### Wat te doen
- a) Beantwoord met de recensie hieronder deze vragen:
(i) In welk jaar verscheen de bundel ‘Zie maar’?
(ii) Aan welke schilder is de lange brief van de dichter gericht?
(iii) Waaraan staat schrijven gelijk, volgens wat de dichter in diezelfde brief noteert?
- b) Schrijf een stuk uit de recensie hieronder woord voor woord over, te beginnen bij "Recensie van Alain" en doorlopend tot en met "in de tijd.".

### Fragment
________

Recensie van Alain Delmotte over 'Langzame zon' van Sacha Blé
In het mooie en onderschatte prozagedeelte van de bundel ‘Zie maar’ (onder de titel ‘
Van alles het essentiële. Aan Gust De Smet (1877-1943)’) van Sacha Blé uit 2010 lezen we een
lange brief van de dichter gericht tot de schilder Gust De Smet. Deze in drie delen uitvallende tekst is - bij mijn weten - de enige tekst waarin we het schrijfkabinet van Blé mogen inkijken en waarin we wat te weten komen over wat hem tot het schrijven van poëzie aanzet, over zijn ‘leidmotieven’, zijn stilistische methodiek, zijn leef- en werkwijze, zijn plaats in de wereld, in de tijd.
We lezen er volgende verhelderende passus: ‘Om aan vrienden en familie uit te leggen wat me met mijn gedichten voorstaat, verwijs ik altijd naar twee passages uit de brief van (d.w.z. Gust -De Smet) van het begin van de jaren twintig aan een toenmalige buitenlandse bewonderaar en mecenas. Het eerste brieffragment gaat als volgt: ”Wat mijn werk in het algemeen aangaat, is mijn betrachten om alles zo sterk mogelijk uit te drukken, niet een stukje natuur nabootsen, maar ieder schilderij bijna een synthese te geven. Daarvoor is dus in de eerste plaats nodig een sterke opbouw te bekomen, simpel en constructief, geen kleine details, van alles het essentiële over te houden. Op die manier krijgt het werk veel meer diepte en kracht dan van gelijk welke andere richting. De tweede alinea die ik altijd citeer is de volgende. “Ik arbeidde door met den wensch mij stap voor stap te ontdoen van alle cliché’s en van alle goedkoope kunstgrepen. Voortaan wil ik mij inspannen het innerlijk leven te vertolken, met den groots mogelijken eenvoud”’.
In dit citaat herkennen we veel van hoe de poëzie van Sacha Blé zich formeel heeft ontwikkeld: weg van alle fiorituren, arabesken, grootspraak, mom. Poëzie is schrappend schrijven (‘dat schrijven gelijk staat aan schrappen’, zoals hij dat in diezelfde brief noteert), een zwijgend spreken waarbij enkel ruimte wordt gegeven aan de kern van wat uitgedrukt moet worden en van wat zich wil laten uitdrukken. De kern van het innerlijk leven. Dat schrappen is eigenlijk al vanaf zijn eerste bundel aan de gang. Breedvoerigheid en (retorische) pose is deze dichter altijd vreemd gebleven.

________

### Gegevens
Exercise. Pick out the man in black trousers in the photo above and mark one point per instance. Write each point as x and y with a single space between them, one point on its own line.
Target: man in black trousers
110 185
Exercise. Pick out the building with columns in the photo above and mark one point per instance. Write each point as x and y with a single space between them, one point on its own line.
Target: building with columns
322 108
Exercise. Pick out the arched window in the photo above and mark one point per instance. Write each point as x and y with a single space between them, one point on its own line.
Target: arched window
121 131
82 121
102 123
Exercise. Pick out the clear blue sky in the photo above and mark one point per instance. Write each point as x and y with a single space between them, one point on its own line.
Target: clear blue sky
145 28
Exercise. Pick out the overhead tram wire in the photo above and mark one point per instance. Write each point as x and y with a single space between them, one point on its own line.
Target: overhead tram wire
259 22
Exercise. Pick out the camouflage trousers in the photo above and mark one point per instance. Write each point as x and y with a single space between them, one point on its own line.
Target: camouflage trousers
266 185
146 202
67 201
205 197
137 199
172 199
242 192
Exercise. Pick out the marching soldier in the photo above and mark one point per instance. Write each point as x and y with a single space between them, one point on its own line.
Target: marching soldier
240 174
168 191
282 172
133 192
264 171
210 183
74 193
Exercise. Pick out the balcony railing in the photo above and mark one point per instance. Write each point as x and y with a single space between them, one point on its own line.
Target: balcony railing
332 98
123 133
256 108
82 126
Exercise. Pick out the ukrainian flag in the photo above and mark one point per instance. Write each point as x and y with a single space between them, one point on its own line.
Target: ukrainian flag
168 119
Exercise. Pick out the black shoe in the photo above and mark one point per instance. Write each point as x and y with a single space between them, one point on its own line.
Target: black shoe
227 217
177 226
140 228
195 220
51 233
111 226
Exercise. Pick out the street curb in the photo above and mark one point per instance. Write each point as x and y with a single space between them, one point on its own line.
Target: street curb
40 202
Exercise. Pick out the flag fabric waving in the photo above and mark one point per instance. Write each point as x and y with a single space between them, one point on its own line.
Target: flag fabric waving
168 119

________

### Oplossingen
- a)
(i) In 2010.
(ii) Aan Gust De Smet.
(iii) Aan schrappen.

- b)
Recensie van Alain Delmotte over 'Langzame zon' van Sacha Blé
In het mooie en onderschatte prozagedeelte van de bundel ‘Zie maar’ (onder de titel ‘
Van alles het essentiële. Aan Gust De Smet (1877-1943)’) van Sacha Blé uit 2010 lezen we een
lange brief van de dichter gericht tot de schilder Gust De Smet. Deze in drie delen uitvallende tekst is - bij mijn weten - de enige tekst waarin we het schrijfkabinet van Blé mogen inkijken en waarin we wat te weten komen over wat hem tot het schrijven van poëzie aanzet, over zijn ‘leidmotieven’, zijn stilistische methodiek, zijn leef- en werkwijze, zijn plaats in de wereld, in de tijd.